◆ Problem description: Rewrite the data below as a numbered list, leaving out any blank lines.

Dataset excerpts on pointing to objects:
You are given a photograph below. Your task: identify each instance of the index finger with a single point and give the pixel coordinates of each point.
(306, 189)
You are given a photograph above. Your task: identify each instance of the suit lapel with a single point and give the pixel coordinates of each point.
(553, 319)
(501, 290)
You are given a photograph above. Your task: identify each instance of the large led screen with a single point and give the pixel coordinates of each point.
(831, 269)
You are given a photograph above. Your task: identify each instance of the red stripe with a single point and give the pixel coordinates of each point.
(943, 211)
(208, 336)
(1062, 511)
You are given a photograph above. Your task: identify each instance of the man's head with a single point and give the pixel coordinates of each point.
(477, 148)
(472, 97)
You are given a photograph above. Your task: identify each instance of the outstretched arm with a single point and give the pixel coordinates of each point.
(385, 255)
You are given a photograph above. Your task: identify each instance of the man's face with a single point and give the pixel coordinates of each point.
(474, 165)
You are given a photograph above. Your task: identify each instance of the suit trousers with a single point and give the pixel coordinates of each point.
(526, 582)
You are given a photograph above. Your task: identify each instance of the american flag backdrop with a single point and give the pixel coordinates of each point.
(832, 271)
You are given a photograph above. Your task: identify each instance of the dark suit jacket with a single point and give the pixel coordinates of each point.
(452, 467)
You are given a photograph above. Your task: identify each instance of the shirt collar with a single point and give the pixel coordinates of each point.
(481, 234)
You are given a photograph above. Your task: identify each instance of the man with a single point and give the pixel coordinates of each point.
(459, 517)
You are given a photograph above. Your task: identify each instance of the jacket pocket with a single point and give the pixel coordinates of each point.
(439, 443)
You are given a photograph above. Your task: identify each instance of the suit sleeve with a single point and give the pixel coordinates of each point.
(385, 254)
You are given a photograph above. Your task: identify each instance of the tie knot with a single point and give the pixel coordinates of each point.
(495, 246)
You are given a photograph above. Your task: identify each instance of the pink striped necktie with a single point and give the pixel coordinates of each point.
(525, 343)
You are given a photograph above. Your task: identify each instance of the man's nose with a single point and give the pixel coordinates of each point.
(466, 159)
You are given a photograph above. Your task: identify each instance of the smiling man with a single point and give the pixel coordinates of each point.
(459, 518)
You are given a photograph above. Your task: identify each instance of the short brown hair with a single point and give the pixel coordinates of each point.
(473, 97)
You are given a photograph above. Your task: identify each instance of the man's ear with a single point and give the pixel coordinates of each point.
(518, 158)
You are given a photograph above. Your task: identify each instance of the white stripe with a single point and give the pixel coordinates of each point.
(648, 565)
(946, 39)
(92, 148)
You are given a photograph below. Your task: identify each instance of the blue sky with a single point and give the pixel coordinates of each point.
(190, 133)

◆ Result of this task:
1. You are given a photograph below. Your task: identify each instance of the index finger with a single point and give the pixel coordinates of each point.
2. (306, 189)
3. You are given a photograph above. Your task: identify each instance of the suit lapel with a single point and give the pixel coordinates of each point.
4. (553, 319)
5. (501, 290)
6. You are given a photograph above. Your task: identify each instance of the large led screen with a single point and give the pixel coordinates of each point.
7. (831, 269)
8. You are given a photograph above. Your task: identify each instance of the red stripe with a single point and give the pixel coordinates of each point.
9. (943, 211)
10. (208, 336)
11. (1062, 511)
12. You are given a photograph above. Your task: identify each instance of the man's head with a single point and give the pixel coordinates of each point.
13. (477, 148)
14. (472, 97)
15. You are given a photograph above. Your task: identify each instance of the outstretched arm with a single point and give the pixel coordinates of each point.
16. (385, 255)
17. You are given a photograph above. Your task: identify each instance of the man's face with a single point and give the pixel coordinates of each point.
18. (474, 165)
19. You are given a photograph above. Your task: identify each instance of the suit trousers with a single point and give the pixel coordinates of each point.
20. (526, 582)
21. You are given a photograph above. Your task: identify each instance of the american flag backdrop with a single point and give the pixel coordinates of each point.
22. (832, 271)
23. You are given a photograph above. Your task: identify each instance of the dark suit jacket with a single point and give the pixel coordinates of each point.
24. (452, 467)
25. You are given a photograph above. Your task: identify each instance of the shirt collar with a single point and give the pixel coordinates of each point.
26. (481, 234)
27. You are given a photograph above. Your task: identify each instance of the man with a single point and give the pixel coordinates of each point.
28. (459, 517)
29. You are given a photograph above. Your task: identify each instance of the jacket pocket with a single point and give the pixel coordinates of each point.
30. (439, 443)
31. You are given a photograph above. Your task: identify each instance of the suit sleeve with a single point and give the pixel coordinates of each point.
32. (385, 254)
33. You are given a photograph above. Your task: identify each instance of the tie knot with a single point and give the pixel coordinates of each point.
34. (495, 246)
35. You are given a photograph above. Your task: identify each instance of the pink striped necktie with a single point and give the pixel coordinates of each point.
36. (525, 343)
37. You are given a photograph above. Your task: identify each instance of the man's nose with a single point and give the pixel coordinates of each point.
38. (466, 159)
39. You are given a photograph above. Your task: identify each instance of the smiling man with a single point and give the pixel coordinates of each point.
40. (459, 518)
41. You are given a photograph above. Your task: identify each instance of the short brown hair with a single point and give the pixel coordinates of each point.
42. (473, 97)
43. You are given a photograph above. Your task: identify each instance of the man's ear with a single point and give the pixel coordinates of each point.
44. (518, 158)
45. You are given a photograph above. Your task: identify each instance of the white stripe with a single point and give the pixel coordinates of each point.
46. (648, 565)
47. (946, 39)
48. (92, 148)
49. You are given a photograph below. Your task: identify each instance of the blue sky with a single point and give the pixel coordinates of each point.
50. (190, 133)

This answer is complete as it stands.